** Saved entries **
-=-=-=-=-

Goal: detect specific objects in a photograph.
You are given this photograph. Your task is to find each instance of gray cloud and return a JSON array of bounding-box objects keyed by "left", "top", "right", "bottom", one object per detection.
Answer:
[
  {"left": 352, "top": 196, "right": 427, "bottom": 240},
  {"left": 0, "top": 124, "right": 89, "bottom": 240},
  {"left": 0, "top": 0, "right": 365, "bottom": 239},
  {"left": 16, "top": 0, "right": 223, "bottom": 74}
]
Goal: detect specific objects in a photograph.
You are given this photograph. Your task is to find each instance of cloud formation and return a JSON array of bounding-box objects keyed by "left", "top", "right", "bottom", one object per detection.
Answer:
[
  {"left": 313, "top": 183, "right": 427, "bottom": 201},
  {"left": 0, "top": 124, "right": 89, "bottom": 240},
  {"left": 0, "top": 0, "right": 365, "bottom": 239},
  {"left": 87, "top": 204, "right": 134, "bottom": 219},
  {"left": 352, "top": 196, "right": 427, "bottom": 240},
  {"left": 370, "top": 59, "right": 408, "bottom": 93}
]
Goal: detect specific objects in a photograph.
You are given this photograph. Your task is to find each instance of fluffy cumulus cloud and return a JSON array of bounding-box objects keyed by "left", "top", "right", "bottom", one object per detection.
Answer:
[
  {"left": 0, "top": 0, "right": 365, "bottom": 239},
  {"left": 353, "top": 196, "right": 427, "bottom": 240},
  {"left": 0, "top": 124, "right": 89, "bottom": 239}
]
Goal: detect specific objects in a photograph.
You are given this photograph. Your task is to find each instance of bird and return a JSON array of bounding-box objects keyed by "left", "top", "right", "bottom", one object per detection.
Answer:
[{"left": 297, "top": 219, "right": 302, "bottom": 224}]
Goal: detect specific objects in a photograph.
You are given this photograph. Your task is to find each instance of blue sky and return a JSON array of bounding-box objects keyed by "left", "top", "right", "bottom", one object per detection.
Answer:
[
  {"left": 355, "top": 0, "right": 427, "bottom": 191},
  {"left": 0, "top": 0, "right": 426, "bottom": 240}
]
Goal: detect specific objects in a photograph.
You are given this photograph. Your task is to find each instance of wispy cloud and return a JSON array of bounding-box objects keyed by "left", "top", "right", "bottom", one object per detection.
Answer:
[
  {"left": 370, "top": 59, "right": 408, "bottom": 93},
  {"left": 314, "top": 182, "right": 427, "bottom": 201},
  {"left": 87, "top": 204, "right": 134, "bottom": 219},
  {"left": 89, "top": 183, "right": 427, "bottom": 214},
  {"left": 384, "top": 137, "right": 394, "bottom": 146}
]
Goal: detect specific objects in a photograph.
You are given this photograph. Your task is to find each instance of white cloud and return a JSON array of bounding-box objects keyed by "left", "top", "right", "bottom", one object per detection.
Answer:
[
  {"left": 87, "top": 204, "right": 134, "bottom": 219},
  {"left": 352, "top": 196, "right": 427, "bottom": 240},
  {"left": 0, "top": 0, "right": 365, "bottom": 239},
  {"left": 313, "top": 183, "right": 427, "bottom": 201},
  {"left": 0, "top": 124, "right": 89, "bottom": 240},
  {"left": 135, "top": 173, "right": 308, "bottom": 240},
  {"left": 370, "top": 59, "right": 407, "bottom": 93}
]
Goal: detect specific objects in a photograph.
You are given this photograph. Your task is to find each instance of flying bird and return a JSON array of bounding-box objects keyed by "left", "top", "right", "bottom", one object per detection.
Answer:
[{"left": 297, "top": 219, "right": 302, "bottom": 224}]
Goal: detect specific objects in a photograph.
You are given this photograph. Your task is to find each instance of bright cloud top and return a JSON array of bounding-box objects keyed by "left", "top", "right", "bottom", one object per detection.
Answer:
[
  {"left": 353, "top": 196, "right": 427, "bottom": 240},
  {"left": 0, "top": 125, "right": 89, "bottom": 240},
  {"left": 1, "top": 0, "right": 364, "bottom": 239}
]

-=-=-=-=-

** WORK TO COMPLETE **
Please count how many lines in the preceding records hold the word "cloud", then give only that number.

** ANSWER SECTION **
6